TRECHO SELECIONADO:
* * * * *

Folha de S. Paulo
ONU quer US$ 43 bi para evitar fome e
mortes; Musk quer dar US$ 46 bi no Twitter
A ONU diz que
precisa de US$ 43 bilhões para dar de comer ou proteger de violências 194
milhões de pessoas, ora sob ameaça imediata de perder a vida. É "ajuda
humanitária" de urgência. No total, 296 milhões estão sob risco terminal,
diz a ONU. Quase 9% da humanidade passa fome braba.
Na semana passada, Elon
Musk disse que teria juntado US$ 46 bilhões para comprar o Twitter.
A guerra na Ucrânia aumentou
o risco de "agitação social" ("social unrest"),
"especialmente preocupante" em "mercados emergentes" e
"economias em desenvolvimento" com pouco dinheiro público para gastar
e muito dependentes de importação de energia e alimentos, agora mais inflacionados.

* * * * *

DADOS COLETADOS:
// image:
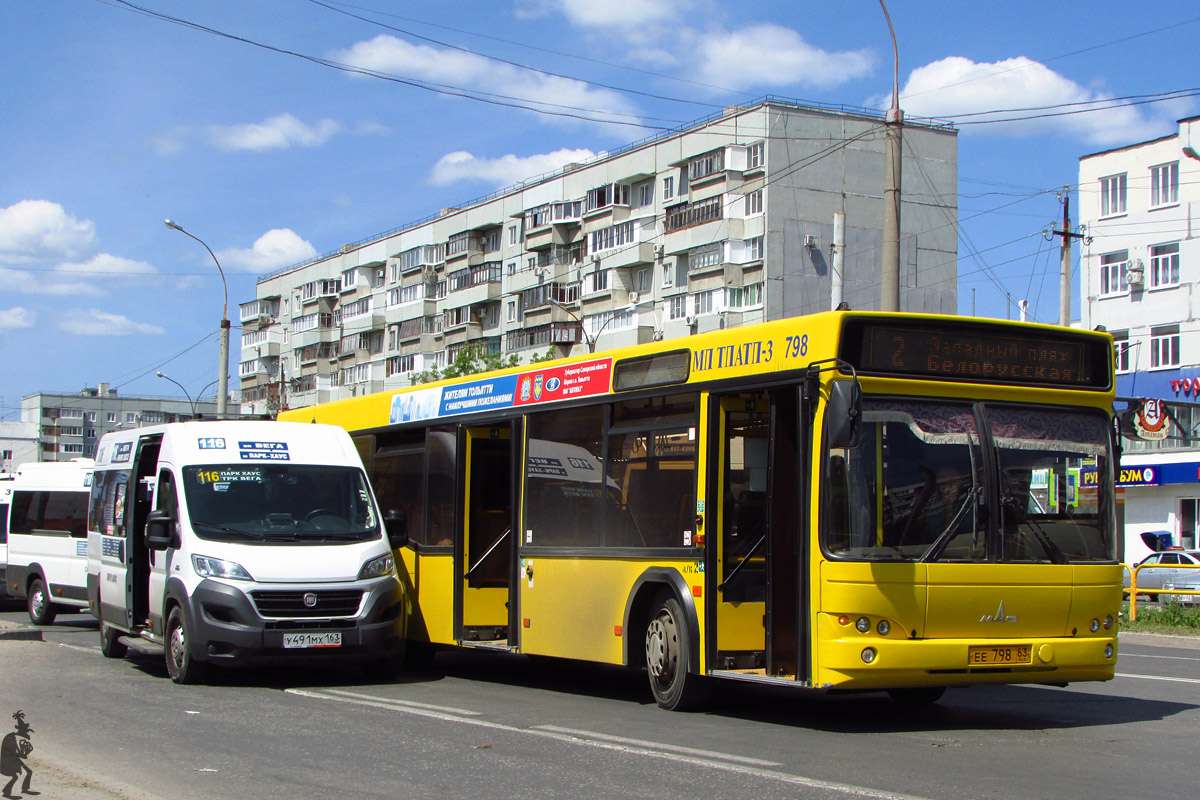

* * * * *

O PEDIDO: Repita palavra por palavra a parte do trecho sobre a ONU e Elon Musk que vai de "Folha de S." até "passa fome braba.".

SOLUÇÃO COMPLETA:
Folha de S. Paulo
ONU quer US$ 43 bi para evitar fome e
mortes; Musk quer dar US$ 46 bi no Twitter
A ONU diz que
precisa de US$ 43 bilhões para dar de comer ou proteger de violências 194
milhões de pessoas, ora sob ameaça imediata de perder a vida. É "ajuda
humanitária" de urgência. No total, 296 milhões estão sob risco terminal,
diz a ONU. Quase 9% da humanidade passa fome braba.